[Natural-language object grounding data]
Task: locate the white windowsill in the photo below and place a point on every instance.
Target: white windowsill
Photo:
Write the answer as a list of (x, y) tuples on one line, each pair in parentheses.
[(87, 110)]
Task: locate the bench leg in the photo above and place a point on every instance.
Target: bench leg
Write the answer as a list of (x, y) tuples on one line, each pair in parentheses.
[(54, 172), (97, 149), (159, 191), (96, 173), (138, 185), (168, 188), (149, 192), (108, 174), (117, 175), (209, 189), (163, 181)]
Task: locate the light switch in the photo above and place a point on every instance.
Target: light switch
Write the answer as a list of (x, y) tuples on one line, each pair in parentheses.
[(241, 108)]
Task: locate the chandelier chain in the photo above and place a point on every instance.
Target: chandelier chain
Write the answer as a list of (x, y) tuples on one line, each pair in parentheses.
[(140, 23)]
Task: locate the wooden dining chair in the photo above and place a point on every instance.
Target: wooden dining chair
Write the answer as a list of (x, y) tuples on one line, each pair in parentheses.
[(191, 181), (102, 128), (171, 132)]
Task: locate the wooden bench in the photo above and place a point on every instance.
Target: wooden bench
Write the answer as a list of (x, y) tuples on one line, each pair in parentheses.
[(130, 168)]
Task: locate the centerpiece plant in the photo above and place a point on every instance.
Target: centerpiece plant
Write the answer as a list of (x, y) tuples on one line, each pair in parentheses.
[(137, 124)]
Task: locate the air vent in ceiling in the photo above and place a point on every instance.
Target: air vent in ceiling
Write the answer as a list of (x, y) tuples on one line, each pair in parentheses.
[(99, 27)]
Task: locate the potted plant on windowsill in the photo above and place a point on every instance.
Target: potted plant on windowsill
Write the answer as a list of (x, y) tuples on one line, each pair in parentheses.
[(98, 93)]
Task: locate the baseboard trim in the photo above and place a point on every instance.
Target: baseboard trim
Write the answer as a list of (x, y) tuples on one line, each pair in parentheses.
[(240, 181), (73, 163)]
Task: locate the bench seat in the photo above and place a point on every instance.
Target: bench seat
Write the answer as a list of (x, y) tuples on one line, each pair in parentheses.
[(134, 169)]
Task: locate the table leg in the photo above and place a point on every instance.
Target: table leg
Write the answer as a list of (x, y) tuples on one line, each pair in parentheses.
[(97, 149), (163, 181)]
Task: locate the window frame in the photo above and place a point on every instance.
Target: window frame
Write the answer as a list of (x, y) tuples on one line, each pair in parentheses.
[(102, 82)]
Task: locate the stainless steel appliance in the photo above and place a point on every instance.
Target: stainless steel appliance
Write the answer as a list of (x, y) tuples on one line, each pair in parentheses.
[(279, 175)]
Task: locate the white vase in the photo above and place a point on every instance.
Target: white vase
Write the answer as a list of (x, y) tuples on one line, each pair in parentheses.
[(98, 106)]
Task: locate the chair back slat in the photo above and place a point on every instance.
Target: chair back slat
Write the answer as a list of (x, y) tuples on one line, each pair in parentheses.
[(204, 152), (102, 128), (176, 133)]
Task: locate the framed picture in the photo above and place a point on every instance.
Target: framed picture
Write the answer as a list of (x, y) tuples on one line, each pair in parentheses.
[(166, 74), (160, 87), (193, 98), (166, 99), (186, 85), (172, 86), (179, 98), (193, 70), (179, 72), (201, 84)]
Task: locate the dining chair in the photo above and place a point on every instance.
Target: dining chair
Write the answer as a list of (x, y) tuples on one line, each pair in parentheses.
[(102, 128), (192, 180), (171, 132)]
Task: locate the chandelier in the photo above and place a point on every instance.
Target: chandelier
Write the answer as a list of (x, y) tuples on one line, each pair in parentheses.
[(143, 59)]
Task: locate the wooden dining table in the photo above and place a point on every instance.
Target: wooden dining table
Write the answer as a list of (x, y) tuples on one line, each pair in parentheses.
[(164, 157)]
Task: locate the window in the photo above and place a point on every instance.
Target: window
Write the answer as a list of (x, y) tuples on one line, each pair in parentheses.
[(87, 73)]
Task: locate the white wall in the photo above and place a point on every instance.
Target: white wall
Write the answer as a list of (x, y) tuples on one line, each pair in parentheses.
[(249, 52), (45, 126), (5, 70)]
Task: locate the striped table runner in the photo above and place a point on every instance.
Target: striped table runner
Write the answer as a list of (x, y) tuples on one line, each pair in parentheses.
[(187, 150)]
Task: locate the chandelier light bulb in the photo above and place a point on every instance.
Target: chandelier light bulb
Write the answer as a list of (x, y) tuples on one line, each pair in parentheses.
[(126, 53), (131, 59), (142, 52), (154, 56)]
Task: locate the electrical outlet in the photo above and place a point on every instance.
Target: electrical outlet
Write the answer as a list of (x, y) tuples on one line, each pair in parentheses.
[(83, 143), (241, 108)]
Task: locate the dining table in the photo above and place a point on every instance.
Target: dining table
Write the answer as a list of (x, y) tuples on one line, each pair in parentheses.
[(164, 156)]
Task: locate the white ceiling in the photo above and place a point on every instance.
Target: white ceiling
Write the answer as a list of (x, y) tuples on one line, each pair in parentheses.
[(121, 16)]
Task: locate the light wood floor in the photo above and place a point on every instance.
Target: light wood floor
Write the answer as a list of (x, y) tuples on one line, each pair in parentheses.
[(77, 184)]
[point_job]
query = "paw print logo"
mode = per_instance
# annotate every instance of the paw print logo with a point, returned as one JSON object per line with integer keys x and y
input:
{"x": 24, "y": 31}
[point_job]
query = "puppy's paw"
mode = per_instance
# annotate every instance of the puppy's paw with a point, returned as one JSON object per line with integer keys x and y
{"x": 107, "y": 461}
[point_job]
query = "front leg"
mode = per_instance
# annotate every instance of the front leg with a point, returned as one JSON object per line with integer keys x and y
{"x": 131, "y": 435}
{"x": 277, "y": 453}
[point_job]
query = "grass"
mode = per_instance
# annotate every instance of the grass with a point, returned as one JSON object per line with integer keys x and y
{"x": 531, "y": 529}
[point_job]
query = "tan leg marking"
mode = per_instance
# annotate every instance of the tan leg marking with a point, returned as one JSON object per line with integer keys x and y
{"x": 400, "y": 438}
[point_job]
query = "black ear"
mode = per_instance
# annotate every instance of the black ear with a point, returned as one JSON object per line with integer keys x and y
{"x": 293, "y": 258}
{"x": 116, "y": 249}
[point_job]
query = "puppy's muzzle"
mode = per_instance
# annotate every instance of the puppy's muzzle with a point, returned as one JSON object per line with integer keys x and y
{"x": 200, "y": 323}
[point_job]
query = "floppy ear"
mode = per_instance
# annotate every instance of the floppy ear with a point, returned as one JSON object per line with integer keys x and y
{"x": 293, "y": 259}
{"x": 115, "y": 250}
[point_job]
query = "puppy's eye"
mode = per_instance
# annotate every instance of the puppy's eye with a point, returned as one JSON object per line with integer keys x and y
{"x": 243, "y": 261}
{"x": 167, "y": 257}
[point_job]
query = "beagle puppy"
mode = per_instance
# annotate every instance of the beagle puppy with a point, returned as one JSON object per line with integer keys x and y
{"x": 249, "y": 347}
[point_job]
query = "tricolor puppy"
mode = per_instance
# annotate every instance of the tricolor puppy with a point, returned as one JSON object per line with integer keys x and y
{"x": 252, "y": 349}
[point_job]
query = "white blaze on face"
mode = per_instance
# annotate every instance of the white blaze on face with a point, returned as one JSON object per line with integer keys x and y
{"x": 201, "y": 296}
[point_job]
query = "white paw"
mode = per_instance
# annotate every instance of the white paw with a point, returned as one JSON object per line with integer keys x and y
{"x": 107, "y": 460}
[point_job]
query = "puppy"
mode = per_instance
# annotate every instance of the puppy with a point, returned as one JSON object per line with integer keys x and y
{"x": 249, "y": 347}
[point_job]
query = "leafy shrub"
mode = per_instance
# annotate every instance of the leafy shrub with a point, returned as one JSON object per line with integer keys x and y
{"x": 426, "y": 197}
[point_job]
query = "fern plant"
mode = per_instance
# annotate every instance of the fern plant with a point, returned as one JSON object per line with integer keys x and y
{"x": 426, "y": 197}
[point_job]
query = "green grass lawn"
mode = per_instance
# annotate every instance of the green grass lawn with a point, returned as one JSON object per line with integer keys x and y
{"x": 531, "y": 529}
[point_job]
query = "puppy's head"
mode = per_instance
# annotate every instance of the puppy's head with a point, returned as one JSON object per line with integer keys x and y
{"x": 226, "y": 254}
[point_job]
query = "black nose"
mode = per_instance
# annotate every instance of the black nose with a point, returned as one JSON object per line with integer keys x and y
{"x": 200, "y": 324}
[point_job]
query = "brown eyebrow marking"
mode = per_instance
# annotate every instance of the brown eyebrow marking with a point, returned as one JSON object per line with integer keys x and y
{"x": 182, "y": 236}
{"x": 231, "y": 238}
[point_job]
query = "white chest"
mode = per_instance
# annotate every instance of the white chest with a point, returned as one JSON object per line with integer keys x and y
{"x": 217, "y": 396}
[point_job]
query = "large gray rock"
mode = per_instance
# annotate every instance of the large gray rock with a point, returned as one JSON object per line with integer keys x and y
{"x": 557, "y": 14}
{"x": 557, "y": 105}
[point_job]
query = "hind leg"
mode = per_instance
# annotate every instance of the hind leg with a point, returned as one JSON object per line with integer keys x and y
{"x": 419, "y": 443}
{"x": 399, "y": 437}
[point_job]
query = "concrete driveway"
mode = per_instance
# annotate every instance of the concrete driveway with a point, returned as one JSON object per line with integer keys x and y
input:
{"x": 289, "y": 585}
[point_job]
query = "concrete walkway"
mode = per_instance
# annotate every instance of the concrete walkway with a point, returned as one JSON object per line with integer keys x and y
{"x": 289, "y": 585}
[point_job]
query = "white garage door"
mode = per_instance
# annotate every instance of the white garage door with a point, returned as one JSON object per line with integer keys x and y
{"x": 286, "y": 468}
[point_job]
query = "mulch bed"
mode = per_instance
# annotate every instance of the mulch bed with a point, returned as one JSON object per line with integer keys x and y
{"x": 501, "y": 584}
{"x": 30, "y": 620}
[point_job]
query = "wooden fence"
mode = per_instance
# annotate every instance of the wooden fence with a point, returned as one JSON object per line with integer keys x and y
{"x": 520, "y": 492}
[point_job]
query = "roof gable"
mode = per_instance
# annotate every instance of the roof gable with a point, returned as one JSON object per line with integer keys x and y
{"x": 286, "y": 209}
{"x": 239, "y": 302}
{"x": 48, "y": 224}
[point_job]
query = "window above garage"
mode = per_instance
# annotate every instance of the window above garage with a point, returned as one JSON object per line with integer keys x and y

* Aim of the task:
Going through the records above, state how many lines include the word "vent", and give no other text.

* Answer section:
2